### Arbeitsaufträge
1) Geben Sie den Übungstext von „Outsourcing: IBM-Mitarbeiter proben“ bis „2000 neue Jobs.“ wieder und tauschen Sie dabei „Niedriglohnländer“ gegen „Billiglohnländer“ aus.
2) Wie viele Beschäftigte von J.P. Morgan Chase hat IBM laut dem Übungstext im letzten Jahr übernommen?
3) Prüfen Sie, ob die folgenden Aussagen mit dem Übungstext übereinstimmen. Antworten Sie jeweils mit Ja oder Nein und zitieren Sie die entscheidende Textstelle wörtlich.
(a) IBM hat angekündigt, in diesem Jahr 5000 neue Stellen in den USA zu schaffen.
(b) IBM konnte genau angeben, wie viele übernommene Mitarbeiter wieder entlassen wurden.
(c) Nach Aussage von Marktbeobachtern gelten die Beschäftigungsgarantien länger als ein Jahr.
== Übungstext ==
Outsourcing: IBM-Mitarbeiter proben den Aufstand

IBMs Ankündigungen, in diesem Jahr 5000 US-Stellen zu schaffen, sind heiße Luft, sagen Mitarbeiter. Big Blue soll die Öffentlichkeit mit geschönten Rechnungen täuschen.

Viele IBM-Mitarbeiter in den USA sind sauer. Big Blue rechnet sich die Welt schön, sagen sie. Das Unternehmen hat Anfang Januar verkündet, in seinem Stammland in diesem Jahr 5000 neue Stellen zu schaffen. Gleichzeitig sollen 3000 US-Jobs in Niedriglohnländer ausgelagert werden. Nach dieser Rechnung schafft IBM heuer in den USA 2000 neue Jobs.
Das ist eine Milchmädchenrechnung, protestieren IBM-Mitarbeiter. Wird IBM als Outsourcing-Dienstleister engagiert, übernimmt das Unternehmen normalerweise auch etliche Mitarbeiter des Auftragebers. Die Kritik: IBM begrüßt die Neuen am Haupteingang. Und bittet viele von ihnen durch die Hintertür wieder hinaus.

Nach Angaben des Wall Street Journal kamen 1998 etwa 2000 AT&T-Beschäftigte zu IBM. Drei Jahre später übernahm Big Blue 2000 American-Express-Mitarbeiter. Im letzen Jahr hat IBM seinen Mitarbeiterstamm um 4000 Beschäftigte von J.P. Morgan Chase und 1290 ABB-Angestellte erweitert. Big Blue feiert diese Mitarbeiter in der Öffentlichkeit als Neueinstellungen, sagen die Kritiker. Nach kurzer Zeit wurden sie jedoch wieder entlassen oder ihre Jobs wurden ausgelagert.

Bleiben die Neuzugänge im Unternehmen, haben sie oft unter Kürzungen bei Lohn oder Leistungen zu leiden. IBM könne nicht mitteilen, wie viele Mitarbeiter das Unternehmen über Outsourcing-Verträge eingestellt und wie viele man von diesen entlassen oder deren Jobs ausgelagert habe. IBM habe aber bestätigt, dass die Beschäftigungsgarantien für die übernommenen Mitarbeiter “relativ kurzfristig” gelten. Nicht länger als ein Jahr, sagen Marktbeobachter.

Die IBM-Mitarbeitervertretung ‘Allianz@IBM’ hat jetzt Alarm geschlagen. Viele IT-Profis haben Angst davor, von IBM übernommen und nach ein oder zwei Jahren durch Niedriglohnkräfte ersetzt zu werden, sagte Lee Conrad, Allianz@IBM-Chef, der US-Presse. Seine Organisation verzeichnet rasanten Zuwachs: Allein in den letzten sechs Monaten sei die Mitgliederzahl der Organisation von 5000 auf 6000 gestiegen.
===
== Daten zur Prüfung ==
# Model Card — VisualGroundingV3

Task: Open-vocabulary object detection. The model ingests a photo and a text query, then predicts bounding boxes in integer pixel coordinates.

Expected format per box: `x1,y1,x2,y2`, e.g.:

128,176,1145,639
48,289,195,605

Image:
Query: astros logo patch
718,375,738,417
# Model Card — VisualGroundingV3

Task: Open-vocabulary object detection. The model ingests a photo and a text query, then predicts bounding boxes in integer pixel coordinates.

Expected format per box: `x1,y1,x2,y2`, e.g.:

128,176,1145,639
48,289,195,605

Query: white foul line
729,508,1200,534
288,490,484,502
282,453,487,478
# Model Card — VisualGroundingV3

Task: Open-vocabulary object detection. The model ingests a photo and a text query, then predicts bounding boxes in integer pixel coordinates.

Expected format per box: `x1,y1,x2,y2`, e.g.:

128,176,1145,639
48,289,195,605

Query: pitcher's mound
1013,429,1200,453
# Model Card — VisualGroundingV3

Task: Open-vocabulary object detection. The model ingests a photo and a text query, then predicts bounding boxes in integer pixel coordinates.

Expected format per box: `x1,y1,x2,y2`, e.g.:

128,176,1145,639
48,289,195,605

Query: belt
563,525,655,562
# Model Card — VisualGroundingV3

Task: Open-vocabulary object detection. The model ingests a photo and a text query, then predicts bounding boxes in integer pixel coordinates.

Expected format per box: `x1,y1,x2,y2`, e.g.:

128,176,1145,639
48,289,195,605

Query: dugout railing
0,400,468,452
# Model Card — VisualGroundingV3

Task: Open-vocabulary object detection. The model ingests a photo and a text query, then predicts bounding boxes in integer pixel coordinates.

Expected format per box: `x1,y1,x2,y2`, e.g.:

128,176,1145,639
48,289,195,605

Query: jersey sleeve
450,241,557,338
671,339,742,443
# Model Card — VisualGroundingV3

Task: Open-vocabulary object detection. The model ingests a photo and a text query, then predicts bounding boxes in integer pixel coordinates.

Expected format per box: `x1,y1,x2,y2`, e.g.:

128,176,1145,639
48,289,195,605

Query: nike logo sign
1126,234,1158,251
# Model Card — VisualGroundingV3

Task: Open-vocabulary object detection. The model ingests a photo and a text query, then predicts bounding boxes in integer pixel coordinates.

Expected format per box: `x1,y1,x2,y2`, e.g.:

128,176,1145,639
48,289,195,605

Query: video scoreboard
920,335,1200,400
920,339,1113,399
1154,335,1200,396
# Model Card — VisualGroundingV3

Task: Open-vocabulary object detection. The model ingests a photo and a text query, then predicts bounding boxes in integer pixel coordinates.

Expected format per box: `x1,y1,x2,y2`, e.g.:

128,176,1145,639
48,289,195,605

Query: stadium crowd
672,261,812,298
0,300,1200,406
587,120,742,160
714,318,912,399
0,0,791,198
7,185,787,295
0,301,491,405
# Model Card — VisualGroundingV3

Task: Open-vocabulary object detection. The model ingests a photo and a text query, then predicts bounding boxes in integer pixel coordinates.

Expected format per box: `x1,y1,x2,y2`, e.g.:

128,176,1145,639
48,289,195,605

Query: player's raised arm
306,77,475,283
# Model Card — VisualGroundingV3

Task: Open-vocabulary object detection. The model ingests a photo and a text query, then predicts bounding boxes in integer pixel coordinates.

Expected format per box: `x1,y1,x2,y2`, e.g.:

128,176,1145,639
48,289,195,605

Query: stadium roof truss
===
### Lösungen
1)
Outsourcing: IBM-Mitarbeiter proben den Aufstand

IBMs Ankündigungen, in diesem Jahr 5000 US-Stellen zu schaffen, sind heiße Luft, sagen Mitarbeiter. Big Blue soll die Öffentlichkeit mit geschönten Rechnungen täuschen.

Viele IBM-Mitarbeiter in den USA sind sauer. Big Blue rechnet sich die Welt schön, sagen sie. Das Unternehmen hat Anfang Januar verkündet, in seinem Stammland in diesem Jahr 5000 neue Stellen zu schaffen. Gleichzeitig sollen 3000 US-Jobs in Billiglohnländer ausgelagert werden. Nach dieser Rechnung schafft IBM heuer in den USA 2000 neue Jobs.

2) 4000 Beschäftigte.

3)
(a) Ja: „Das Unternehmen hat Anfang Januar verkündet, in seinem Stammland in diesem Jahr 5000 neue Stellen zu schaffen.“
(b) Nein: „IBM könne nicht mitteilen, wie viele Mitarbeiter das Unternehmen über Outsourcing-Verträge eingestellt und wie viele man von diesen entlassen oder deren Jobs ausgelagert habe.“
(c) Nein: „Nicht länger als ein Jahr, sagen Marktbeobachter.“